*Work to complete:* Your answer should be the lines below from the one with "Where can the broad" to the one with "Where can the white paw", both included, given again exactly and with nothing added.

*Given entries:*
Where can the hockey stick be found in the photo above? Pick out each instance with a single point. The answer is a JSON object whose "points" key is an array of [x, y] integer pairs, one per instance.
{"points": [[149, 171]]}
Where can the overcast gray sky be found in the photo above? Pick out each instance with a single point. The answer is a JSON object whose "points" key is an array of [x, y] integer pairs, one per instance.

* * *

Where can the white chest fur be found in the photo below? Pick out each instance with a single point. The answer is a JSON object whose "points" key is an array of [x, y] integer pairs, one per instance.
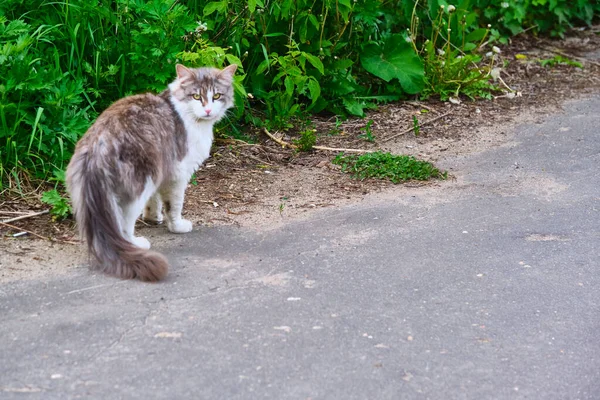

---

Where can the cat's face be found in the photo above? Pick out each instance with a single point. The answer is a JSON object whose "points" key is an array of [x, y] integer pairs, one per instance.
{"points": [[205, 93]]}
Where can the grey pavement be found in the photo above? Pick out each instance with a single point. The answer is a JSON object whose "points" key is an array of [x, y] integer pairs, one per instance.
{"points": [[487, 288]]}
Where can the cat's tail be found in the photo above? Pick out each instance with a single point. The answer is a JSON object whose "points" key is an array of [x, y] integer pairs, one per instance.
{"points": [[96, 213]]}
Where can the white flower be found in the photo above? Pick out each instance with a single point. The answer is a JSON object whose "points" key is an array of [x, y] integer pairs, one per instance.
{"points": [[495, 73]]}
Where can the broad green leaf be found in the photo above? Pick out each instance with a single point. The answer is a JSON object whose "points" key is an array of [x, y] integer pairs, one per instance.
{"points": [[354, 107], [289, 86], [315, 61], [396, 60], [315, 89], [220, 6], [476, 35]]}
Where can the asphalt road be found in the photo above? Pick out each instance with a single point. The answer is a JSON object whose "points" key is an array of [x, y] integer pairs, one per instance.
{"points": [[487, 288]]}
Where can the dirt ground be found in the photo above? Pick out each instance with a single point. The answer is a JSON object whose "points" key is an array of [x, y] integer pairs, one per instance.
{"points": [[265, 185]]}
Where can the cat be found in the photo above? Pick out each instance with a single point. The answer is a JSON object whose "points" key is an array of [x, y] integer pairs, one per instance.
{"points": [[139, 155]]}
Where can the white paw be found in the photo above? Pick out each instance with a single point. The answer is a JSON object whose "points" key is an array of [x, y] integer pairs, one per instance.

*Written solution:*
Where can the broad green leaf be found in the photo above? Pick out each instance with a single point. The answer is a JSON object whose "points" key is an array of [x, y] integer pairs, one per instance.
{"points": [[354, 107], [289, 86], [315, 61], [396, 60], [315, 89], [220, 6], [476, 35]]}
Where can the asphalt road be found in the photo above? Pick out each instance with a single point. The answer is a JSON object whose "points" key is an array of [x, y] integer pairs, one per instance.
{"points": [[487, 288]]}
Where can the dirt ground be found in the photo above? Pick out each instance with a single point. The answer is a JSON object whose "points" key is an array of [x, y] integer pairs, one per instance.
{"points": [[265, 185]]}
Where can the cat be found in the photo above? Pick out each instance with a single point. The answer is a JSON object whose "points" key is an array of [x, y] integer pairs, one per instance.
{"points": [[139, 155]]}
Where can the white paw be found in the photo above? Pick out each instance with a single point. The answer is a JSON object whose "points" key is an array of [x, y] integer pairs, one per instance.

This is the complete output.